Reporter, Cameraman|Killed on TV in Virginia

ROANOKE, Va. (CN) - The disgruntled reporter who killed two former co-workers during a televised broadcast Wednesday morning in Virginia is dead after turning the gun on himself.

Vester Lee Flanagan, 41, died at Fairfax Hospital of a self-inflicted gunshot wound at 1:30 p.m., the Augusta County Sheriff's Department confirmed.

Flanagan had been on the run, with state and federal authorities in pursuit, after opening fire on a television news crew for CBS affiliate WDBJ-7 in Roanoke.

Before the station cut back to its studio, it broadcast reporter Alison Parker falling to the sounds of screams and six or seven gunshots.

Parker, 24, and 27-year-old cameraman Adam Ward were killed. Vicki Gardner, a Chamber of Commerce official Parker had been interviewing, was hospitalized with gunshot wounds. She came out of surgery Wednesday afternoon and is in stable condition.

◇ ◇ ◇ ◇

Reproduce everything in the report on the Virginia shooting from "Vester Lee Flanagan, 41, died" down to "WDBJ-7 in Roanoke.", word for word.

◇ ◇ ◇ ◇

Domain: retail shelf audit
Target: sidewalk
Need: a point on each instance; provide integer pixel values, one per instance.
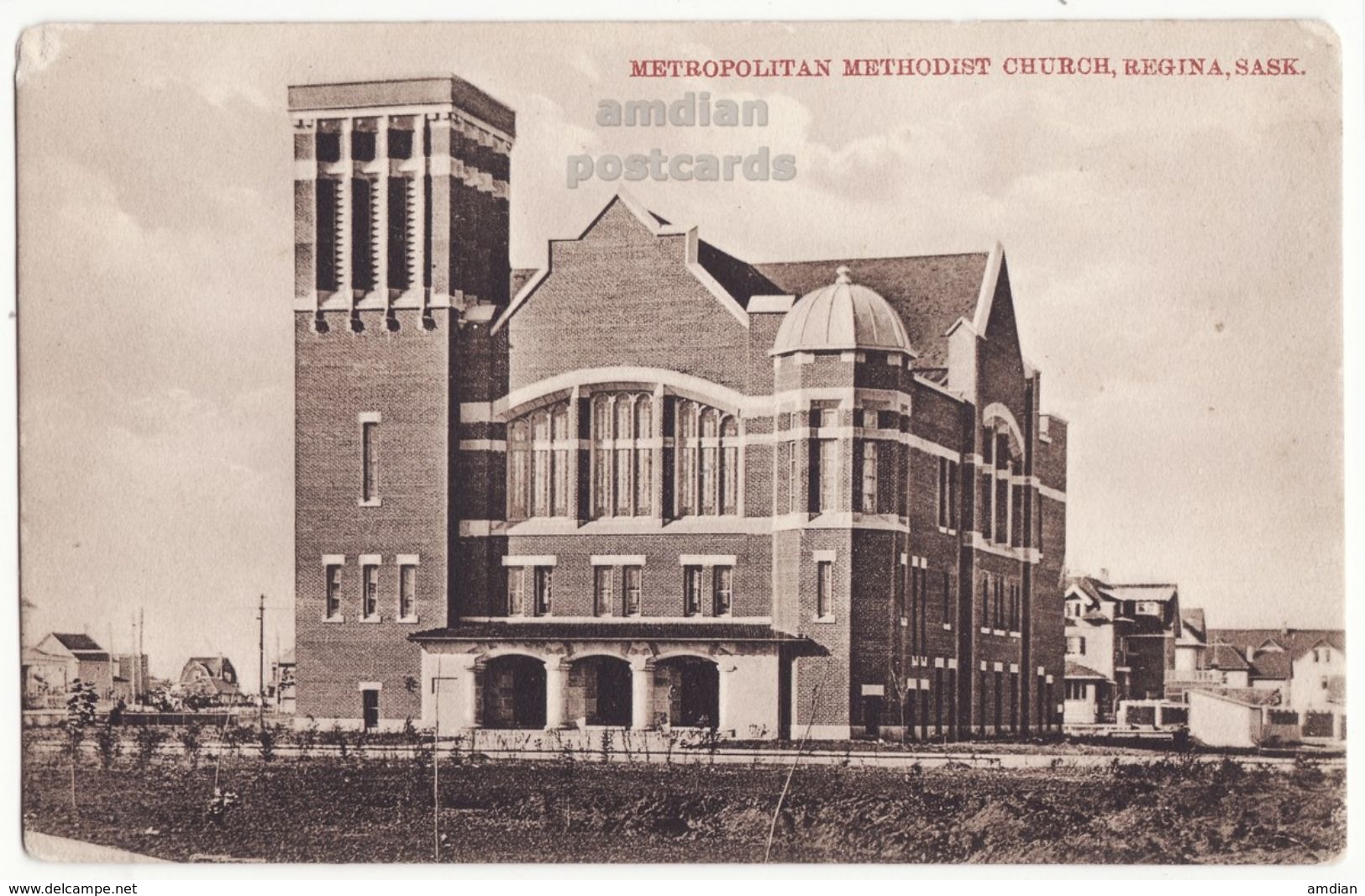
(44, 847)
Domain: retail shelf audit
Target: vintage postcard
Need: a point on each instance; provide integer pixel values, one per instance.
(845, 443)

◇ ◇ ◇ ◇

Response to this task ->
Vester Lee Flanagan, 41, died at Fairfax Hospital of a self-inflicted gunshot wound at 1:30 p.m., the Augusta County Sheriff's Department confirmed.

Flanagan had been on the run, with state and federal authorities in pursuit, after opening fire on a television news crew for CBS affiliate WDBJ-7 in Roanoke.